Instructions to follow = Every entry below should appear in the answer exactly as written, apart from the pictures.

Data for this exercise =
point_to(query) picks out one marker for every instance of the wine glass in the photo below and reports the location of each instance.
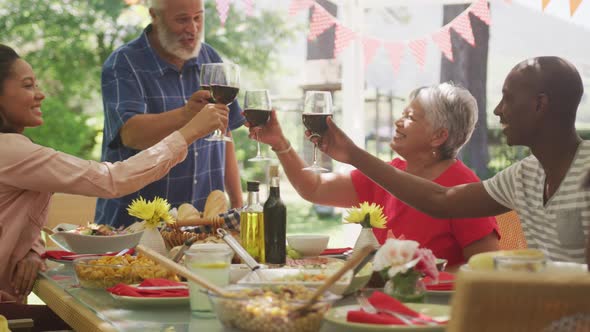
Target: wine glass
(316, 109)
(224, 86)
(257, 108)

Exercise answer =
point_to(query) picks out one marker for every instance of the wine glass in the photo below and reports the location of each instance.
Target: wine glass
(316, 109)
(224, 86)
(257, 108)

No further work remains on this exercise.